Records for processing:
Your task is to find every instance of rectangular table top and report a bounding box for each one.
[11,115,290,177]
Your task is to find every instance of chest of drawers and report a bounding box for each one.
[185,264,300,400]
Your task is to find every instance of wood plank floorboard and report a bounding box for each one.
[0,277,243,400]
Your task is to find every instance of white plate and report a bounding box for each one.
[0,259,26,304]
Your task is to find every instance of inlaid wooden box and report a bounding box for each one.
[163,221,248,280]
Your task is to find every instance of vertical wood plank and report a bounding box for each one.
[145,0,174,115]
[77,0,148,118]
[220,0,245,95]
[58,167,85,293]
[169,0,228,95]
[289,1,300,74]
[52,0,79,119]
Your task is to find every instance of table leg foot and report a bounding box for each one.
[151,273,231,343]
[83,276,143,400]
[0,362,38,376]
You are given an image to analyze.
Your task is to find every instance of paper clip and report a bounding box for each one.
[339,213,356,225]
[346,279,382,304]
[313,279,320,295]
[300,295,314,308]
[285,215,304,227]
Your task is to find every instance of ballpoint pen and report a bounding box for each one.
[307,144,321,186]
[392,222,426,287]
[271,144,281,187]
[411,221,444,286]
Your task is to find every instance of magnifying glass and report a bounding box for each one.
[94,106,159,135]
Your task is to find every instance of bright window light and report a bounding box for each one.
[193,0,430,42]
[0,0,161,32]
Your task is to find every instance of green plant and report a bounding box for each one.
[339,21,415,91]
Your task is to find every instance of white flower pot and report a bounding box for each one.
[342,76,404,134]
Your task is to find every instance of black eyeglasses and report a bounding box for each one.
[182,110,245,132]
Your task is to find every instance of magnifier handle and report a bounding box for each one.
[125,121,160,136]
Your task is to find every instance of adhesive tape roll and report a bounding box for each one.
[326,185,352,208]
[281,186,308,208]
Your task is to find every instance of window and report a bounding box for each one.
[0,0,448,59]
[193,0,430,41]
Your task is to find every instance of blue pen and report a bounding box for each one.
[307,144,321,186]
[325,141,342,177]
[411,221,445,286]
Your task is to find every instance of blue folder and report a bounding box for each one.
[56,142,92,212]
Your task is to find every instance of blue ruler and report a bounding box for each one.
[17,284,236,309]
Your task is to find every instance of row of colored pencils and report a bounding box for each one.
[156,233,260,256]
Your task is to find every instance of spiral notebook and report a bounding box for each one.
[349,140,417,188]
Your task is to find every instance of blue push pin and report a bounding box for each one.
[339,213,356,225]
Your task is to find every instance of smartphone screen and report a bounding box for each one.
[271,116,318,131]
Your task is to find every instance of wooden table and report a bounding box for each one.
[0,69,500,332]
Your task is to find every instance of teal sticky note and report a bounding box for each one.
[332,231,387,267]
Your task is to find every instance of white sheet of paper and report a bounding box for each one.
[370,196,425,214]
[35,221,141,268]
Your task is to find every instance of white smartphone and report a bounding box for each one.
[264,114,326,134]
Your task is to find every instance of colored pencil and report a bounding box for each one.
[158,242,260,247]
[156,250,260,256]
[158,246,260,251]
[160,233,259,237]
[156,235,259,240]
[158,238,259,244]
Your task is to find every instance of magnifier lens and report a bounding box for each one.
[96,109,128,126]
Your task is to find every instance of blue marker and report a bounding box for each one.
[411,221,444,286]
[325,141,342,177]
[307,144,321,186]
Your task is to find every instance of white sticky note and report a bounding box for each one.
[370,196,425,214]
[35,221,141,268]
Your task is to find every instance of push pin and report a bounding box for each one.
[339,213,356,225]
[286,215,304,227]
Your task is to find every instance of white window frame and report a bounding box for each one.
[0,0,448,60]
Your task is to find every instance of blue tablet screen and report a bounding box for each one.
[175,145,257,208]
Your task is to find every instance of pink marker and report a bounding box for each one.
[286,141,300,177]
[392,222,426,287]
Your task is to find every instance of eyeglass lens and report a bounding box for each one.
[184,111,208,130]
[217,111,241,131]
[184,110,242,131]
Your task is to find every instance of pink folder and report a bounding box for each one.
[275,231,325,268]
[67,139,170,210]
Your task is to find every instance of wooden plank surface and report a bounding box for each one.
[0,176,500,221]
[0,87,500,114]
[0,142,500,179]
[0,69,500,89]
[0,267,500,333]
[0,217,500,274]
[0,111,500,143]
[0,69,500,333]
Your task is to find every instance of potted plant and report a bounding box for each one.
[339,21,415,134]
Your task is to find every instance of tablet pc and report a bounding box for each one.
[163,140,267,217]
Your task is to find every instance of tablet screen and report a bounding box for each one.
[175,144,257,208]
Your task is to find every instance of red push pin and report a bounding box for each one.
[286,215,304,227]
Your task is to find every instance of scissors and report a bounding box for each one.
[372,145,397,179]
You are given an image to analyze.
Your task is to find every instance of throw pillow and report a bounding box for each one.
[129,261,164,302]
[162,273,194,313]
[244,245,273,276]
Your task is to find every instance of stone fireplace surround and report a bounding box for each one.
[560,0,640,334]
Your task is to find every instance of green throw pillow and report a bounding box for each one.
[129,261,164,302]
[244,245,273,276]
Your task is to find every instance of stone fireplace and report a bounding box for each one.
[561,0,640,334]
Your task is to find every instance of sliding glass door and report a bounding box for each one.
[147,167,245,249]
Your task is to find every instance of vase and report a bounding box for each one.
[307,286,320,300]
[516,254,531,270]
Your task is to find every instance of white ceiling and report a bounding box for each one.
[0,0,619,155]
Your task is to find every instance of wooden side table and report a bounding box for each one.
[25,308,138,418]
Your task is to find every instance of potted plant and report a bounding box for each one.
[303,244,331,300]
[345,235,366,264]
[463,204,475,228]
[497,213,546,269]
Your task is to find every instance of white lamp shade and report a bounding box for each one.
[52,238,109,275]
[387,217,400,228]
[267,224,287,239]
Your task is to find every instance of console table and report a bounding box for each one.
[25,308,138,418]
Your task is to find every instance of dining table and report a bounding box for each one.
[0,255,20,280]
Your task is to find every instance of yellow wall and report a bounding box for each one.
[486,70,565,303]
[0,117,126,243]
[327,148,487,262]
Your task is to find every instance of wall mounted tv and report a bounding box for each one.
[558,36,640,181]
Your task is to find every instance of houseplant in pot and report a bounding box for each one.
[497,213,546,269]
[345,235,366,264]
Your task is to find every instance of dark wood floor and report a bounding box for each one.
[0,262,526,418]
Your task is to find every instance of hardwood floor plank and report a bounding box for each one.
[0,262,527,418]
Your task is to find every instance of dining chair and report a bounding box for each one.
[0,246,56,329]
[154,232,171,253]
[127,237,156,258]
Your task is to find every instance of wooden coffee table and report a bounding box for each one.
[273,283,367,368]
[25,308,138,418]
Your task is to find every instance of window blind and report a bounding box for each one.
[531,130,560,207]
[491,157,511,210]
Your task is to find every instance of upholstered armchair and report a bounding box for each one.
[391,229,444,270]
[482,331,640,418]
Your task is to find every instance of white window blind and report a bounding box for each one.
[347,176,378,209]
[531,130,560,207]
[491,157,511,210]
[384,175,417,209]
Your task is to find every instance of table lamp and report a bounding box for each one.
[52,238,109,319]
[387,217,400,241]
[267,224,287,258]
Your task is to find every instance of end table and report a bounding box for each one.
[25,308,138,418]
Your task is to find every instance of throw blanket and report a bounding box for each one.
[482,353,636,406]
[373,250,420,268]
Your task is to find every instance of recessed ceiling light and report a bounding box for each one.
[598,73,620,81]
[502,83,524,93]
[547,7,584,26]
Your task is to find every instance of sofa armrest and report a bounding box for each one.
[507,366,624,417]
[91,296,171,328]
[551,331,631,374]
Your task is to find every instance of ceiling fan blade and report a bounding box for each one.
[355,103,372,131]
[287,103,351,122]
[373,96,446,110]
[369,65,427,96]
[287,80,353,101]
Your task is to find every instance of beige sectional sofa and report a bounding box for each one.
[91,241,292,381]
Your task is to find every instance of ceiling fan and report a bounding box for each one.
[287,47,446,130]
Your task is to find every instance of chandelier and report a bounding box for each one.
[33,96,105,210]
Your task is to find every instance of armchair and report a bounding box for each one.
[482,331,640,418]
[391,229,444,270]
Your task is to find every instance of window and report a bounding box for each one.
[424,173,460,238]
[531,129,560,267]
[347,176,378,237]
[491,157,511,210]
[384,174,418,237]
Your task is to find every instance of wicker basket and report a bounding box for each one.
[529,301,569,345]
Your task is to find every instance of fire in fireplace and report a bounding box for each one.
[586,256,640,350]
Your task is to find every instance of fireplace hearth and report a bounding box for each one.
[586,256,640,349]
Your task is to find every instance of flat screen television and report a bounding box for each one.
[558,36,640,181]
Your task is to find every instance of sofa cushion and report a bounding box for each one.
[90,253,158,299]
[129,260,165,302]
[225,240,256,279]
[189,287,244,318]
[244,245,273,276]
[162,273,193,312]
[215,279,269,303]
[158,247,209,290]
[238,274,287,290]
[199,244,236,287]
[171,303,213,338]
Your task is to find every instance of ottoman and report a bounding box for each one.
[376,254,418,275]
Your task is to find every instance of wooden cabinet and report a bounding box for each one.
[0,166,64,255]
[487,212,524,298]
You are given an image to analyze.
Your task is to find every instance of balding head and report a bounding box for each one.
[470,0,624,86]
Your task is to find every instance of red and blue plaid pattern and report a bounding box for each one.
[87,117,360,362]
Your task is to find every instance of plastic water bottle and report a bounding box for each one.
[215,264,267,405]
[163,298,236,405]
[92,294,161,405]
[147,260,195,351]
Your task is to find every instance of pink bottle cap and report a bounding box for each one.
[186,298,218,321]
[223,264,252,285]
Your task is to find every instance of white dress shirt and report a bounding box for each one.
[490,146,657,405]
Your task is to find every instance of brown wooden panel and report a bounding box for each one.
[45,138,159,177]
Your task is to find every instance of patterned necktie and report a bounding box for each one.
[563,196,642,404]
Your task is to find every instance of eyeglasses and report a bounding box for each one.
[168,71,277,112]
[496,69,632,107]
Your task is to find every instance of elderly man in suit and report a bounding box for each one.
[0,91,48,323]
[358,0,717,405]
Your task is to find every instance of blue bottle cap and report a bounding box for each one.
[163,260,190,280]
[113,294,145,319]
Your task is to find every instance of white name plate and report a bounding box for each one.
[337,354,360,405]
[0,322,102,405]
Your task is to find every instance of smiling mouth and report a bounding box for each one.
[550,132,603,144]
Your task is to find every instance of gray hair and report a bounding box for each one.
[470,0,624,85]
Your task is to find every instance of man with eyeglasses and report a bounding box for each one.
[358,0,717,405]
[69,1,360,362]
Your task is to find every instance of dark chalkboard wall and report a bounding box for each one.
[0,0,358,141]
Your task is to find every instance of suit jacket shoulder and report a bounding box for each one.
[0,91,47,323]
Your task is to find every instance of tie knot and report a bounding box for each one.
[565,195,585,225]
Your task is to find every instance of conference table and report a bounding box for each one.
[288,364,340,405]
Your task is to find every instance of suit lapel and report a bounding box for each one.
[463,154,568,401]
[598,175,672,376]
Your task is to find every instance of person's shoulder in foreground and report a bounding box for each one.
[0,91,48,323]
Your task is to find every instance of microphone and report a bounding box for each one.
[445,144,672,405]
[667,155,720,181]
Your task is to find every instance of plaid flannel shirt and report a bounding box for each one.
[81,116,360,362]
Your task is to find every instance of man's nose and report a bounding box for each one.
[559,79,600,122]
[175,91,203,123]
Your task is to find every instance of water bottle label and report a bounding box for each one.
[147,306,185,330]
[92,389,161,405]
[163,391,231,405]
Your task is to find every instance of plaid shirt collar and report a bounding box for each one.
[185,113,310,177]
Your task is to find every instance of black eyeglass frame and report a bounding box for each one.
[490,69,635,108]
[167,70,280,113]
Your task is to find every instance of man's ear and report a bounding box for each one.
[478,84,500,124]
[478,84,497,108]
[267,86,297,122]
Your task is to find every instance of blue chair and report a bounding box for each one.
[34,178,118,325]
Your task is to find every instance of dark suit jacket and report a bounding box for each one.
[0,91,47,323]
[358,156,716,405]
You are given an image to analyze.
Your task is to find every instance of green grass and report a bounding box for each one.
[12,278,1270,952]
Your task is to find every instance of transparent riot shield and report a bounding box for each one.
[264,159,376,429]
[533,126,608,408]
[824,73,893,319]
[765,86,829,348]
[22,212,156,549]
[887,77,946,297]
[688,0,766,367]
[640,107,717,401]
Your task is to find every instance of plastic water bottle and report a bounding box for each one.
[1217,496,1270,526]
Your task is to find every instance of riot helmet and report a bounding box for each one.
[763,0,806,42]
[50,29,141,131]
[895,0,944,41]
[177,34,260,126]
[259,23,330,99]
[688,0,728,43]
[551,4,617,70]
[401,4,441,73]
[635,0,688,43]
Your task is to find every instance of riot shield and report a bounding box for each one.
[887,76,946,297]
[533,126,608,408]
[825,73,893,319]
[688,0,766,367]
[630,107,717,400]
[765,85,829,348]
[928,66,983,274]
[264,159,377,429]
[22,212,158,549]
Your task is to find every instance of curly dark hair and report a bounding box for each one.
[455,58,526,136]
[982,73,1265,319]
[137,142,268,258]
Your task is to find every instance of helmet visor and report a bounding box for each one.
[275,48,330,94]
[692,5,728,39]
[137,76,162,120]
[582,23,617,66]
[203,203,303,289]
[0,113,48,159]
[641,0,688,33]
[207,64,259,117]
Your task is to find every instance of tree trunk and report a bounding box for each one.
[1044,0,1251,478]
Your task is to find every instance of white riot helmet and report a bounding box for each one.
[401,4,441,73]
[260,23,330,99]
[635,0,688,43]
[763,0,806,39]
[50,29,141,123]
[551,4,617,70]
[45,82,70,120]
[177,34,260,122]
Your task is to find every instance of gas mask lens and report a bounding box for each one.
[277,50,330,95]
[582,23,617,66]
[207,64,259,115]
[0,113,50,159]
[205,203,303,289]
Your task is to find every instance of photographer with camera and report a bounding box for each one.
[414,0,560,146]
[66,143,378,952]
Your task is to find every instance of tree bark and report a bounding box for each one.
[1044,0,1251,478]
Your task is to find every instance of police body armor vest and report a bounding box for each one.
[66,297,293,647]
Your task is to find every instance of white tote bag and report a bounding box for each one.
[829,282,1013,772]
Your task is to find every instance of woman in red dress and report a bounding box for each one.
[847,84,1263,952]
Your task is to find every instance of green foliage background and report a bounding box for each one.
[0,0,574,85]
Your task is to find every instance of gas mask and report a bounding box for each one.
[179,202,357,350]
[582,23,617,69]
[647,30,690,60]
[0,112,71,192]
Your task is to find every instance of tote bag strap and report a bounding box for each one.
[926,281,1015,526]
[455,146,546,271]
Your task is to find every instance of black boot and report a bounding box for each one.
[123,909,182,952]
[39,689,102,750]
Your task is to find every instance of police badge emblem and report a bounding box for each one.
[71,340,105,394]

Task directions: Copy out the material starting at the line that contains "Your task is to find every instance of white sheet" and ending at the line that contains "[96,109,128,126]", swapping "smartphone" for "mobile phone" and leaving everything else unchanged.

Output for this task:
Your task is to find every instance of white sheet of paper and report a bounding box for each one.
[370,196,425,214]
[35,221,141,268]
Your task is to find every instance of white mobile phone and report a bounding box for each one.
[264,114,326,134]
Your task is to find every instance of colored pencil and report a bounding box for each one.
[158,242,260,247]
[156,250,260,256]
[158,246,260,251]
[160,233,259,237]
[156,235,259,240]
[158,238,259,244]
Your task is to find every instance of magnifier lens and report a bounding box for each one.
[96,109,128,126]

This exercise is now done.